Photo-based referring expression data:
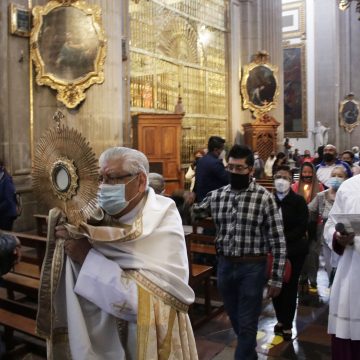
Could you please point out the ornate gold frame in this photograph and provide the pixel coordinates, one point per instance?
(72, 71)
(349, 127)
(253, 78)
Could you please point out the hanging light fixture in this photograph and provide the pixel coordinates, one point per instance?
(344, 4)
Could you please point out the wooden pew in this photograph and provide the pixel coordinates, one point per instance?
(21, 283)
(33, 241)
(199, 275)
(15, 316)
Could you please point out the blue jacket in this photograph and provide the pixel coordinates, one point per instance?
(7, 197)
(210, 174)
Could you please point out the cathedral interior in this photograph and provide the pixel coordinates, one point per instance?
(162, 76)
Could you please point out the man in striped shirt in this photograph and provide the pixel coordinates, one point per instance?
(248, 226)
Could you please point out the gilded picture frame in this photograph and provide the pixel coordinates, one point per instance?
(295, 96)
(259, 85)
(68, 48)
(19, 20)
(349, 111)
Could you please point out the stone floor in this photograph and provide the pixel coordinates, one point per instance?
(216, 340)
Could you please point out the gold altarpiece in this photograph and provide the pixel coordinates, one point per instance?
(179, 48)
(261, 135)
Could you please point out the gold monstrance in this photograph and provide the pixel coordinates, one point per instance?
(65, 172)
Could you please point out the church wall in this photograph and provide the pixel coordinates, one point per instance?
(255, 25)
(14, 112)
(100, 118)
(349, 43)
(336, 69)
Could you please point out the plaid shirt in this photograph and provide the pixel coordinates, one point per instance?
(247, 223)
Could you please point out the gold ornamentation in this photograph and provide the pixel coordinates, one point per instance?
(68, 47)
(65, 173)
(63, 178)
(154, 289)
(349, 113)
(259, 84)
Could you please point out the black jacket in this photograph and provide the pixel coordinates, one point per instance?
(295, 216)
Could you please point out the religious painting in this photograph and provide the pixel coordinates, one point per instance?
(293, 20)
(19, 20)
(68, 48)
(349, 113)
(259, 85)
(295, 119)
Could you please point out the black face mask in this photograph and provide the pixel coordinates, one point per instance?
(239, 181)
(306, 178)
(328, 157)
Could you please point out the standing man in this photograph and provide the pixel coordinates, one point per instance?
(344, 309)
(248, 226)
(210, 170)
(324, 169)
(258, 166)
(269, 164)
(117, 287)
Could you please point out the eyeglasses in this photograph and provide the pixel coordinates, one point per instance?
(113, 180)
(276, 177)
(240, 169)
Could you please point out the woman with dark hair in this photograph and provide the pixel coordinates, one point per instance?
(308, 187)
(294, 214)
(7, 199)
(280, 160)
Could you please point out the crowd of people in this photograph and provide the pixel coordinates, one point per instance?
(128, 264)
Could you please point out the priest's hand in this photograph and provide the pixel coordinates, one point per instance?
(345, 239)
(76, 249)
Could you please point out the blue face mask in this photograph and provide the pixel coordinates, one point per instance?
(335, 182)
(112, 198)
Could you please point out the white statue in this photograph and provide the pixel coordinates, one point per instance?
(321, 133)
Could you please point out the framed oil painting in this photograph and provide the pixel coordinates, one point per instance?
(68, 47)
(349, 113)
(295, 107)
(259, 85)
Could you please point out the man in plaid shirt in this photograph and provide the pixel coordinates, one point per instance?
(248, 226)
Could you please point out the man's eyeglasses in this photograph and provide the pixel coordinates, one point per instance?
(240, 169)
(112, 179)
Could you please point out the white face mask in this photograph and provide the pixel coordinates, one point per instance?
(334, 182)
(112, 198)
(282, 185)
(222, 155)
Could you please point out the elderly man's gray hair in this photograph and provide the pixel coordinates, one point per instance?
(134, 161)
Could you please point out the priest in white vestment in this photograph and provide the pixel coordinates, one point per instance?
(117, 286)
(344, 309)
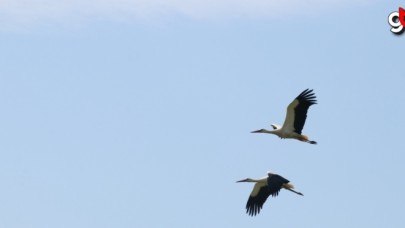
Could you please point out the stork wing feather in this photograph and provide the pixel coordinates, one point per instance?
(275, 183)
(297, 111)
(257, 198)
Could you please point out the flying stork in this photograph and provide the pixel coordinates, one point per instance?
(264, 187)
(295, 118)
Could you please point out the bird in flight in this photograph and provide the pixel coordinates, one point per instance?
(264, 187)
(295, 118)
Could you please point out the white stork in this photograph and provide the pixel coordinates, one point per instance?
(264, 187)
(295, 118)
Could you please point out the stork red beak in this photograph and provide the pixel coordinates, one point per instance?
(258, 131)
(244, 180)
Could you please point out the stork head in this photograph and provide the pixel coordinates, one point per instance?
(259, 131)
(245, 180)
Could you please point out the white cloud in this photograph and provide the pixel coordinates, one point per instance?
(26, 12)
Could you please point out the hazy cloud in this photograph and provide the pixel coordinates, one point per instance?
(26, 12)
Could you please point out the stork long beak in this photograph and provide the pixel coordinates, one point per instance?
(244, 180)
(258, 131)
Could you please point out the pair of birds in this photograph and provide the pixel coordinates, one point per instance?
(292, 128)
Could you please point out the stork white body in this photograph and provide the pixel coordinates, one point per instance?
(295, 118)
(264, 187)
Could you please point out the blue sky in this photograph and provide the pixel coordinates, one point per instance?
(135, 114)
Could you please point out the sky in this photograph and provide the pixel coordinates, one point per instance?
(139, 113)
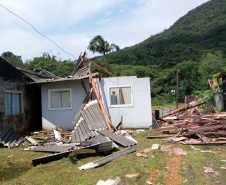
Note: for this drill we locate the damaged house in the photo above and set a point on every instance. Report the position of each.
(126, 100)
(20, 103)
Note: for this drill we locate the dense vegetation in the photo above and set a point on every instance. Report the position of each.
(195, 44)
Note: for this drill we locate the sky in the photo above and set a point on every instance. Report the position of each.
(71, 24)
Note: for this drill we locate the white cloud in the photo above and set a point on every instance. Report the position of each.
(116, 20)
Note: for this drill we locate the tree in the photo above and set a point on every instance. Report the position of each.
(98, 44)
(212, 63)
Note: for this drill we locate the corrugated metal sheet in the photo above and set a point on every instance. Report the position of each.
(107, 159)
(92, 119)
(117, 138)
(8, 136)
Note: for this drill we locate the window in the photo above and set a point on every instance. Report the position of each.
(59, 99)
(13, 103)
(120, 96)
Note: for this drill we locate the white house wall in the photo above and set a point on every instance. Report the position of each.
(62, 118)
(139, 115)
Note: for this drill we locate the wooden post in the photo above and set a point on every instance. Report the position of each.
(99, 67)
(109, 124)
(177, 87)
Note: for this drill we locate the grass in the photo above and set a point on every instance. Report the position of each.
(16, 168)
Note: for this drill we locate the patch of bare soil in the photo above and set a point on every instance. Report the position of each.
(172, 176)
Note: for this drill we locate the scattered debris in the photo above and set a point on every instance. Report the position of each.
(170, 150)
(132, 175)
(145, 150)
(8, 137)
(109, 181)
(140, 131)
(149, 182)
(195, 129)
(208, 170)
(141, 155)
(57, 134)
(31, 140)
(107, 159)
(155, 146)
(49, 158)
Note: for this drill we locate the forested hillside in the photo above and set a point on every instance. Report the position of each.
(192, 36)
(195, 44)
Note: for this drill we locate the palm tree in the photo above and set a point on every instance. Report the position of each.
(98, 44)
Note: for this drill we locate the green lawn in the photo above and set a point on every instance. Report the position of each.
(16, 168)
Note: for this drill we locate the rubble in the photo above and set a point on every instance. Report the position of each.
(132, 175)
(8, 137)
(192, 129)
(109, 181)
(107, 159)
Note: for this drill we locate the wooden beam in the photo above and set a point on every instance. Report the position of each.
(109, 124)
(100, 67)
(84, 87)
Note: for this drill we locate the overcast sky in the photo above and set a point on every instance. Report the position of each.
(73, 23)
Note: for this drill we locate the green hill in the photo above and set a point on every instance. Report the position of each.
(198, 32)
(195, 44)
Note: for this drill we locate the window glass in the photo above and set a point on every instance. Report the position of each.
(60, 99)
(120, 96)
(12, 103)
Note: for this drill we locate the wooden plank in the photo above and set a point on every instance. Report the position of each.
(184, 108)
(100, 67)
(159, 136)
(155, 120)
(84, 87)
(88, 95)
(212, 107)
(109, 124)
(164, 128)
(51, 132)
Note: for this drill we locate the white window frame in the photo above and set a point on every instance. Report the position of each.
(21, 102)
(49, 98)
(120, 105)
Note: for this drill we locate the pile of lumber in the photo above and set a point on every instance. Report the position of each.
(196, 129)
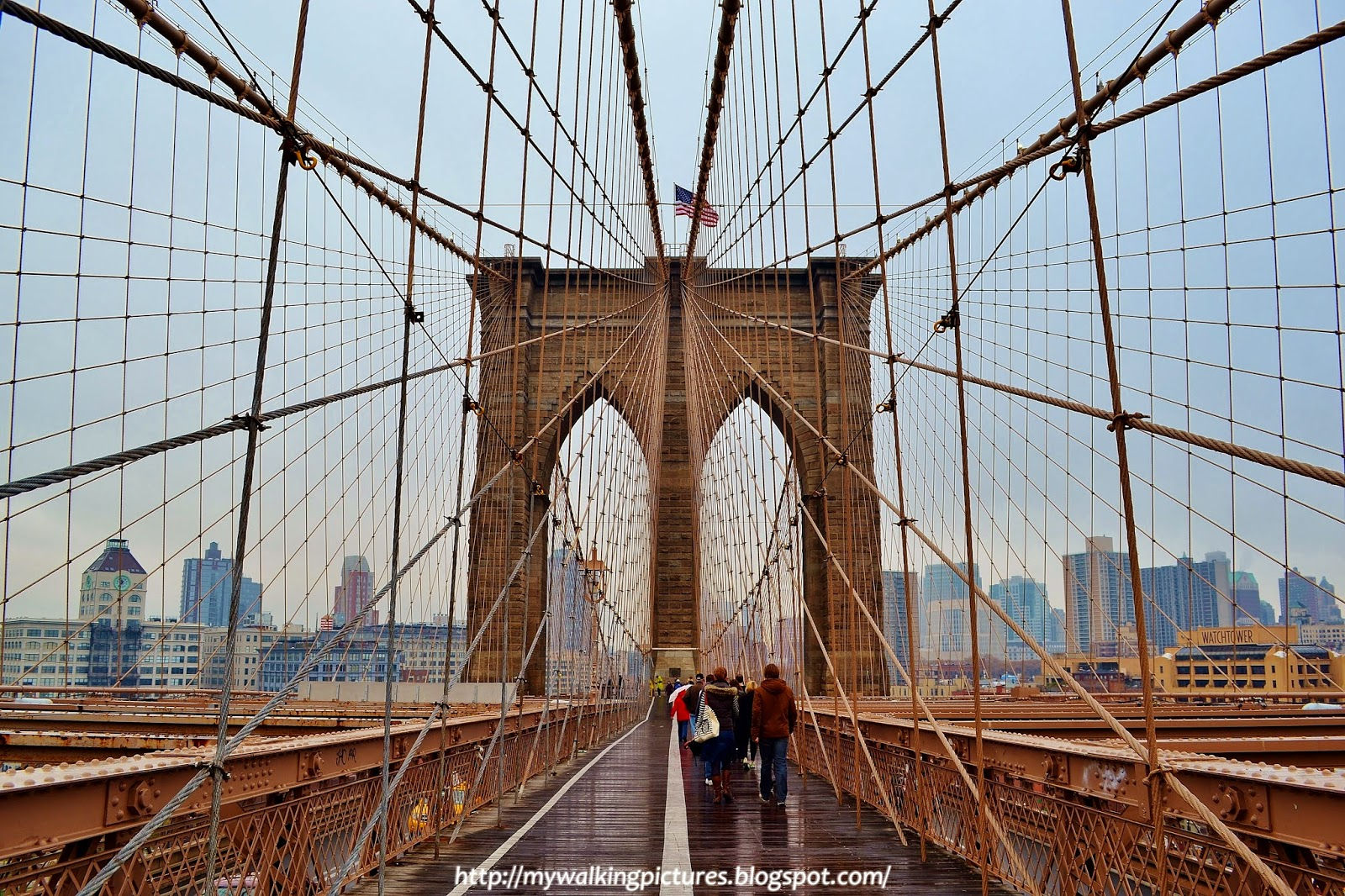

Task goal –
Please copy exactly the lines from the one containing "Note: for this drill we locate the white window" through the last line of the records above, both included, and leave out any pictures.

Answer to this exercise –
Note: for this drill we locate the white window frame in the photo above and set a point on every instance. Report the position of each.
(21, 102)
(49, 98)
(120, 105)
Note: for this drill we locate the pile of lumber in the photo above and set a point on every instance. Report the position of each.
(196, 129)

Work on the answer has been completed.